> **WHAT TO WORK ON**:
Every record must be output verbatim in the reply.

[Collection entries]
- Opening Delimiter -
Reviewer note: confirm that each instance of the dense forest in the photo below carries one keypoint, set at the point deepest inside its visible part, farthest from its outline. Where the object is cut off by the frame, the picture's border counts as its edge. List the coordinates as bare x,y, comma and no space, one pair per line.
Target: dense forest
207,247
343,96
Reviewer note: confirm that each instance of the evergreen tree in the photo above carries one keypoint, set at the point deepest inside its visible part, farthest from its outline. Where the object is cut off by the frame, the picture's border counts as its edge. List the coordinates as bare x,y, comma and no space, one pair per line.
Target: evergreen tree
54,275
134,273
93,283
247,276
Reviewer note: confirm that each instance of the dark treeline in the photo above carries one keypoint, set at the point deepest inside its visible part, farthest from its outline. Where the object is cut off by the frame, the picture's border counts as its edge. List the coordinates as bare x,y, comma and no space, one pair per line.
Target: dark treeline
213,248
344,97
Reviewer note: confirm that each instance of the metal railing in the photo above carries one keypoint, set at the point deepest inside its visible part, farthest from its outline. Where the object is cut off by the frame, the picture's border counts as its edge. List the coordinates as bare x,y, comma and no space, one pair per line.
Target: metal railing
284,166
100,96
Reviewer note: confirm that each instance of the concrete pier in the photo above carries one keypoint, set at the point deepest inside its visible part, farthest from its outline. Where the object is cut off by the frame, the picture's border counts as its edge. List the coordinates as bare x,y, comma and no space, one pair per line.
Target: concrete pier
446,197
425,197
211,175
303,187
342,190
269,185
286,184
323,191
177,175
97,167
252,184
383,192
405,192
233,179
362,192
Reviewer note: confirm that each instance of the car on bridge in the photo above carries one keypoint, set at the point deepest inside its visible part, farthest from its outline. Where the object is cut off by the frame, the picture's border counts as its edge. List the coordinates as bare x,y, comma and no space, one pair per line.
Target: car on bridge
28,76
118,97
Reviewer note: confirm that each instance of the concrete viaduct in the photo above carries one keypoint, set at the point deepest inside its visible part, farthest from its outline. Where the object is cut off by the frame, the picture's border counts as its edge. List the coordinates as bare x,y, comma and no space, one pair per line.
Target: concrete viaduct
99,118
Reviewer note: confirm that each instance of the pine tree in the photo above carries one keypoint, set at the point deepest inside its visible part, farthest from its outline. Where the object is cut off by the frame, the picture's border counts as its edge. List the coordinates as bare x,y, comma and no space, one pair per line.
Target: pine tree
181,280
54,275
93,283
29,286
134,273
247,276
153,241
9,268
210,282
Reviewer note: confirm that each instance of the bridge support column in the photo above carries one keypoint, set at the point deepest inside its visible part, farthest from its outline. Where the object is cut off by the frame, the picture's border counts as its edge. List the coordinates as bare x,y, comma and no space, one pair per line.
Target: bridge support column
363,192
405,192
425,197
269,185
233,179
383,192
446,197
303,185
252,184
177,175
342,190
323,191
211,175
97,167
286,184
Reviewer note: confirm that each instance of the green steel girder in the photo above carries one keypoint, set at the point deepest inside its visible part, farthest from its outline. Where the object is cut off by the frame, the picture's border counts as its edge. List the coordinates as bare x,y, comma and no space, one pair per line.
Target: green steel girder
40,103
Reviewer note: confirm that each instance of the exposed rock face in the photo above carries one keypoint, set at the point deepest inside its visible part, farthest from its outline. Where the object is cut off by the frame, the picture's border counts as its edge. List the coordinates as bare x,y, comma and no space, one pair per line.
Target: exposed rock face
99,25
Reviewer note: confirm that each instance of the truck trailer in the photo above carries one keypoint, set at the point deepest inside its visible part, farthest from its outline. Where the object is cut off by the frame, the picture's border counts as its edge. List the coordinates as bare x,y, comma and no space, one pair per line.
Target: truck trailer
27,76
- Closing Delimiter -
> **SOLUTION TO THIS TASK**:
Reviewer note: confirm that each instance of the dense forest in the photo below carries one keypoint, set at the point deepest inside its visible part, farthest from its outline. Where the object is cut off by the frame, the picture's border counts as its edge. List the coordinates as bare x,y, comma and no space, one pair per line.
Target: dense forest
207,247
343,96
Reviewer note: confirm that each instance of the evergreen tree in the photo above carries one keypoint, set at the point deepest inside its visible part, farthest from its outline. Where the object is cut off by the frame, the picture's border counts as its edge. List the coordinates as bare x,y, comma and no space, one pair per line.
Target: evergreen tree
54,275
134,273
93,283
247,276
Reviewer note: confirm that each instance of the dark treeline in the photo above carries one keypoint, set at the point deepest inside its visible part, farthest from its outline. Where the object is cut off by the frame, the picture's border counts as its edge. List the coordinates as bare x,y, comma and no space, one pair per line.
Target: dark treeline
213,248
344,97
Reviewer note: confirm that each instance of the metal railing in the photo above carries one keypoint, set at the point deepest inside its visible part, farthest from its outline. Where the object is cut off by the frame, the picture's border counts as its edge. List the coordinates as bare x,y, comma and no space, one pair per line.
Target: metal railing
284,166
100,96
Reviewer note: confirm that each instance of the concrete pier in the photo above carries one keypoint, set at the point deepest inside its visible part, farthest from its outline. Where the object is cut off by the frame, the picture's border counts as its edge. List the coordinates as bare x,y, comma and no space, one pair per line.
Target: concrete pier
446,197
425,197
211,175
303,187
342,190
269,185
286,184
323,191
177,175
97,167
252,184
383,192
405,192
233,179
362,192
Reviewer note: confirm that each instance of the car on bridge in the photo above carries one keypoint, set at the point deepest inside its visible part, farthest from its outline. Where the object is cut off by the frame, the picture's border counts as its edge. List the coordinates as bare x,y, comma and no space, one pair per line.
Target: car on bridge
28,76
118,97
Reviewer note: confirm that each instance of the concrete viaduct in the photo above carries one keypoint, set at the point deepest inside its visible part, farthest from its outline. Where the object is cut off by the frame, the picture's border counts as its edge. List the coordinates as bare x,y, comma and no space, one pair per line.
Target: concrete viaduct
99,118
Reviewer note: confirm that each instance of the pine tree in the photo above carries one keypoint, set at the point deepest inside its visible part, farthest from its outline. Where the object is cut off by the frame, the picture's border counts as its edge. List the coordinates as bare x,y, comma and no space, one pair per line.
Target: pine tree
181,280
54,275
93,283
29,286
134,273
247,276
153,241
9,268
210,282
Reviewer note: confirm that each instance of the bridge support column in the photo above carries one keypoint, set at the point deepest inside its visible part, farthest from its outline. Where the object is cut off by the frame, the picture's border counts as its edge. List the coordinates as bare x,y, comma and no space, one pair per line.
Target: bridge support column
363,192
405,192
425,197
269,185
233,179
383,192
446,197
303,185
252,184
177,175
342,190
323,191
211,175
97,167
286,184
Reviewer note: confirm that each instance of the green steel girder in the photo above carries one keypoint, set at the point deepest inside its visible part, farthest from its outline. Where the object is cut off by the frame, the picture's border counts as its edge. List the coordinates as bare x,y, comma and no space, one pair per line.
Target: green steel girder
40,103
Reviewer note: confirm that each instance of the exposed rock face in the photo above carries one keypoint, set at the point deepest inside its visible part, farthest from its outline. Where the object is cut off by the frame, the picture's border counts as its edge. List the coordinates as bare x,y, comma and no space, one pair per line.
Target: exposed rock face
99,25
Reviewer note: confirm that each instance of the truck trailer in the photo above carries one keypoint, set at the point deepest inside its visible part, farthest from its outline. Where the object is cut off by the frame, the picture's border counts as its edge. List the coordinates as bare x,y, comma and no space, one pair per line.
Target: truck trailer
27,76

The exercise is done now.